= THE REQUEST =
Please switch "Annotate" to "Mark" everywhere it occurs in the records below, and give the lines again with nothing else changed.

= SUPPLIED MATERIAL =
Begin
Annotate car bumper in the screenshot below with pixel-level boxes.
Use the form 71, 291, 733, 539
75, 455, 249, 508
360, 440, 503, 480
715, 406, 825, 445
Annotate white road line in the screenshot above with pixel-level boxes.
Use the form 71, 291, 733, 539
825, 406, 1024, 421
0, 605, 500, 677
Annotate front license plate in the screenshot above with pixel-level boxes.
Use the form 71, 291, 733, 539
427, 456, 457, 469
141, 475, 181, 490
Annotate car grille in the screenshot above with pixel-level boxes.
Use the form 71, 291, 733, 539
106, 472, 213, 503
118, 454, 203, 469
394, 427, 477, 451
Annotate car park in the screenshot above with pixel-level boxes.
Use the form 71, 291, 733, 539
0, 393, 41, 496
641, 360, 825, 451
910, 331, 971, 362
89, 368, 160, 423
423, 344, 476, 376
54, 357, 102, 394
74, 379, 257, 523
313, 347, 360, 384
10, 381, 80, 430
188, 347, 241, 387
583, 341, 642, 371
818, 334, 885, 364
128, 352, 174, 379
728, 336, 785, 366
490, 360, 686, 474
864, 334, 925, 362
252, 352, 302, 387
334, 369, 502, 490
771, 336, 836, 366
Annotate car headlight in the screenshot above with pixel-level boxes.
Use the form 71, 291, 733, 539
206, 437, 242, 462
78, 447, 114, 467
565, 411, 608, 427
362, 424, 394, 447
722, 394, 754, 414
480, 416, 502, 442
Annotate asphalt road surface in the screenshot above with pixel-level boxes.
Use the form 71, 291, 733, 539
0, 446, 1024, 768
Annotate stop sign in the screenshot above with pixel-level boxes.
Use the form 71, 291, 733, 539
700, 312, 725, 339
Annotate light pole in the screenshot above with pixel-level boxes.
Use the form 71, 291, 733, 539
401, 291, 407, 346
End
= EXERCISE ANSWER =
Mark car bumper in the screenshot below with pixel-level boxes.
Use the form 71, 291, 733, 539
75, 455, 249, 508
360, 440, 503, 480
715, 406, 825, 445
Mark white road line in the screenshot above with pixel-level boxes.
Use the form 71, 291, 733, 539
825, 406, 1024, 421
0, 605, 500, 677
Mark front license plate in the screenshot above with pixel-level boxes.
Use the form 71, 291, 733, 539
427, 456, 457, 469
141, 475, 181, 490
Mark car grille in the screenshot above with pixel-level boxes.
Use the form 71, 291, 733, 539
106, 472, 213, 503
118, 454, 203, 469
394, 427, 477, 451
Mark car park in the screenshot above with pixel-level boxes.
Use the form 71, 291, 733, 539
0, 393, 41, 496
641, 360, 825, 451
910, 331, 971, 362
89, 368, 160, 423
423, 344, 476, 376
54, 357, 102, 394
74, 379, 257, 523
313, 347, 360, 384
10, 381, 80, 430
188, 347, 241, 387
583, 341, 642, 371
818, 334, 885, 364
128, 352, 174, 379
728, 336, 785, 366
490, 360, 686, 474
864, 334, 925, 362
252, 352, 302, 387
334, 369, 502, 490
771, 336, 836, 366
Mark car headlight in the screenshot above with pixel-level boxes.
Use the form 71, 291, 733, 539
206, 437, 242, 462
78, 447, 114, 467
565, 411, 608, 427
362, 424, 394, 447
722, 394, 754, 414
480, 416, 502, 442
Mark asphalt road surface in the screenshot above with pixel-level boxes.
Use the form 71, 291, 733, 539
0, 446, 1024, 768
Mark stop sign in the screenshot above with pixel-level boxes.
Use the form 71, 291, 733, 539
700, 312, 725, 339
Mark light pole in the screenshot above with pixel-level boxes.
Use the form 71, 291, 733, 539
401, 291, 407, 346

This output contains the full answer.